▶ _PROBLEM REQUIREMENTS_
Rewrite the listing below so that each "verify and re-annotate" becomes "check and relabel", keeping every other character the same.

── RECORDS SHOWN ──

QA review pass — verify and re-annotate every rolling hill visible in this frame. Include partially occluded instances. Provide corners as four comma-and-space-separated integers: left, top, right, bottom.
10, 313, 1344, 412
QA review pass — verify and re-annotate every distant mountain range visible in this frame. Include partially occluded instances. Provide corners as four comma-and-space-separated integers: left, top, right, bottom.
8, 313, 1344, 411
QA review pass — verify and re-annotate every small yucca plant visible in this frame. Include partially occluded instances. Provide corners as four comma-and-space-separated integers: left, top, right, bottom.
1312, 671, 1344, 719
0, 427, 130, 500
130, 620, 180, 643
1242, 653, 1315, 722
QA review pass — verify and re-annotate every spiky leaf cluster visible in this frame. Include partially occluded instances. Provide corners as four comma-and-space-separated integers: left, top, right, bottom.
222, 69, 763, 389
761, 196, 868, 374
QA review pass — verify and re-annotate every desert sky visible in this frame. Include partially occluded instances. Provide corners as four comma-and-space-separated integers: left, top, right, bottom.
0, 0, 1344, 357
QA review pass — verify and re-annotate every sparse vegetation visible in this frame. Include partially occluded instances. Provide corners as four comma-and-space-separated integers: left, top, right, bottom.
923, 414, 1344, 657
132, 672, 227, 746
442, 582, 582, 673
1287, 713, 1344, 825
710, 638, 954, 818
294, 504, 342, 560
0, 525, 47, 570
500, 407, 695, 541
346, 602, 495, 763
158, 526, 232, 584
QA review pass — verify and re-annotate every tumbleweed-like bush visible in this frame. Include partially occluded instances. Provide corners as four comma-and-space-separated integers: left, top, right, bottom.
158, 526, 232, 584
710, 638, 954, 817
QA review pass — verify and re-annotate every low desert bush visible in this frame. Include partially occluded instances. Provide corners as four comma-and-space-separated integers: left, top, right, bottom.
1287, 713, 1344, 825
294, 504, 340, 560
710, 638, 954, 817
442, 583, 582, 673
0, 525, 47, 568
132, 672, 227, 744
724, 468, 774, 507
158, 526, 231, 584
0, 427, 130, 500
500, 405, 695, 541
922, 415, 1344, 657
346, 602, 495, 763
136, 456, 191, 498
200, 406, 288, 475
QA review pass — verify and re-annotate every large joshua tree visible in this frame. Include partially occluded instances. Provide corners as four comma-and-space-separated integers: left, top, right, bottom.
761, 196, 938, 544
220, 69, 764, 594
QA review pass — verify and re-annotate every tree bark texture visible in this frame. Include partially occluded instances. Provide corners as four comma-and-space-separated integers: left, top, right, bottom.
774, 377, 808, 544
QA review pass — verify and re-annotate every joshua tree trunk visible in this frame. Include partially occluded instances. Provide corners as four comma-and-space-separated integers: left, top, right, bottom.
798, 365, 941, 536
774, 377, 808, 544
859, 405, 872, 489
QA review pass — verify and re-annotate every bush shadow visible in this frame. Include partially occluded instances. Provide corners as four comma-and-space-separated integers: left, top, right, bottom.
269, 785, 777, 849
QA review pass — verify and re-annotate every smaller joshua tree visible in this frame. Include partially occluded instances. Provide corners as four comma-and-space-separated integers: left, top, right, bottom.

───

▶ _SOLUTION TO THIS EXERCISE_
QA review pass — check and relabel every rolling hill visible in this frame. Include partially occluded instances. Provide corners as four comma-and-space-separated integers: left, top, right, bottom.
10, 313, 1344, 412
QA review pass — check and relabel every distant mountain range visible in this frame. Include partially occluded instances. Provide corners as four comma-and-space-separated integers: left, top, right, bottom.
8, 313, 1344, 411
QA review pass — check and relabel every small yucca plant visible in this frame. Include partially occluded instances. Provide corners as four comma-and-space-separated integers: left, top, right, bottom.
1312, 671, 1344, 719
0, 427, 130, 500
130, 620, 180, 643
1242, 653, 1315, 722
QA review pass — check and relabel every spiky leaf cluster visible in this frame. Include partially occluded instances. Provide corners as four comma-and-space-separated integers: left, top, right, bottom.
222, 69, 763, 389
761, 196, 868, 374
QA review pass — check and relabel every desert sky visible in this frame. Include partially occluded instances. Provide corners as four comma-and-space-separated integers: left, top, right, bottom.
0, 0, 1344, 357
QA review pass — check and relabel every sparse vegetation visible in this frame. Include partially occluded instances. Provide corners as four comma-and-space-separated integers: left, top, right, bottom.
923, 414, 1344, 657
132, 672, 227, 746
442, 582, 582, 673
1287, 713, 1344, 825
710, 638, 954, 818
294, 504, 342, 560
0, 525, 47, 570
500, 407, 695, 541
346, 602, 495, 763
158, 526, 232, 584
QA review pass — check and relabel every tumbleweed-like bush visible in this frame. Include partially occluded instances. Provide corners as four comma-and-space-separated integers: left, top, right, bottom.
158, 526, 232, 584
710, 638, 954, 817
QA review pass — check and relabel every low desert bush visible in this frame. Include partially occluded instances. Provide corners as four comma-and-space-separated integers: left, top, right, bottom.
1287, 713, 1344, 825
294, 504, 340, 560
710, 638, 954, 817
442, 583, 582, 673
0, 525, 47, 568
132, 672, 227, 744
724, 468, 774, 507
158, 526, 231, 584
0, 427, 130, 500
500, 405, 695, 541
922, 415, 1344, 657
346, 602, 495, 763
136, 456, 191, 498
200, 406, 288, 475
QA review pass — check and relabel every large joshua tree visible in this frame. Include partially occluded instances. Provide corners as four comma-and-space-separated integers: left, top, right, bottom.
761, 196, 938, 544
220, 69, 764, 594
QA review pass — check and relabel every tree bark texture visible in this frame. Include partially occluded instances. Provide corners as four comma-and-space-separated integers: left, top, right, bottom.
774, 377, 808, 544
QA review pass — check and relabel every joshua tree trunk visible in this frame. Include partially occluded instances. Provide corners as four comma-and-space-separated integers: left, top, right, bottom.
798, 365, 941, 536
774, 377, 808, 544
859, 405, 872, 489
QA review pass — check and relabel every bush shadow visible in this frame. Include partially occluded instances. Provide corners as four comma-and-space-separated integers: left, top, right, bottom.
269, 785, 777, 849
QA review pass — check and relabel every smaller joshua tree visible in this frame. Include partially occluded instances. Provide corners as four comma-and-space-separated integers: left, top, right, bottom.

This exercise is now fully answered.